» Given entries:
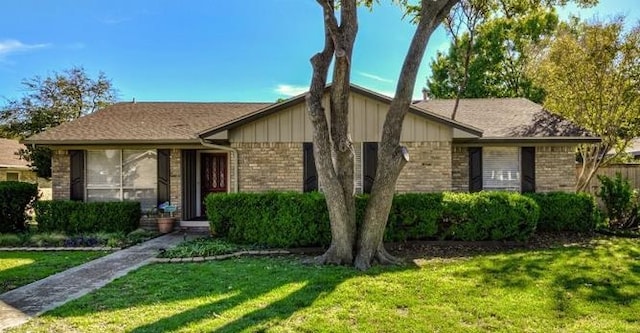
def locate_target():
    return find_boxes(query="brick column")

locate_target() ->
[169,149,182,219]
[396,141,452,192]
[51,150,71,200]
[451,146,469,192]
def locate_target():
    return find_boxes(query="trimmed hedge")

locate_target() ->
[0,181,38,232]
[525,192,602,232]
[35,200,141,234]
[205,192,539,247]
[205,192,331,247]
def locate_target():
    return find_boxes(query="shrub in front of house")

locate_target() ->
[439,192,540,241]
[0,181,38,232]
[206,192,539,247]
[205,192,331,247]
[35,200,141,234]
[526,192,602,232]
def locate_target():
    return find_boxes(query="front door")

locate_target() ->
[200,153,229,216]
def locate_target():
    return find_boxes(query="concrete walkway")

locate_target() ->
[0,232,184,332]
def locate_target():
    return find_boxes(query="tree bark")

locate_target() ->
[354,0,458,270]
[307,0,358,265]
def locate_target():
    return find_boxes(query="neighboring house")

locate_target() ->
[0,138,38,183]
[25,86,598,220]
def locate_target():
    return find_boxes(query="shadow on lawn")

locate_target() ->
[458,240,640,316]
[48,254,417,333]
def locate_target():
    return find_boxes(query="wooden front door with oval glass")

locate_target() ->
[200,153,229,216]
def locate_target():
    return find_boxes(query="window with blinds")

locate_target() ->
[86,149,157,210]
[482,147,521,191]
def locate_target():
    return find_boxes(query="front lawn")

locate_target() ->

» What needs to be done: Can you edit the records above, replacing every "locate_target" with "detect_objects", keeping everything else unchanged, and leaving the pictures out?

» Complete output:
def detect_objects():
    return find_boxes(query="brick column")

detect_objects() ->
[169,149,182,219]
[396,141,452,192]
[51,150,71,200]
[451,146,469,192]
def detect_objects():
    return find_boxes(query="trimmed hedge")

detect_objects() ->
[0,181,38,232]
[525,192,602,232]
[35,200,141,234]
[205,192,539,247]
[205,192,331,247]
def detect_objects():
    return find_boxes(query="shrub in front of house")

detect_objects() ->
[439,192,540,241]
[0,181,38,232]
[206,192,539,247]
[205,192,331,247]
[35,200,141,234]
[526,192,602,232]
def detect_objects():
    return find_boxes(query="front door")

detect_objects() ->
[200,153,229,216]
def detect_objects():
    return find_boxes(query="concrete walkway")

detect_objects() ->
[0,232,184,332]
def detect_objects():
    return find_boxes(query="tree bark")

detect_objects() ->
[354,0,458,270]
[307,0,358,265]
def detect_objects():
    return find_boxes(query="neighboring house")

detect_objects() ->
[0,138,38,183]
[25,86,598,220]
def detect_objects():
    return find_boxes(query="shadow on lawn")

detect_objects() ->
[458,240,640,316]
[48,254,417,333]
def detect_objects():
    return find_boxes(query="wooden front door with oval glass")

detect_objects() ->
[200,153,229,216]
def detect_objects():
    return find_boxes(query="window with blinds")

detect_objects() ->
[86,149,157,210]
[482,147,521,191]
def detect_objects():
    return find_boxes(query="front lawn")

detect_objects() ->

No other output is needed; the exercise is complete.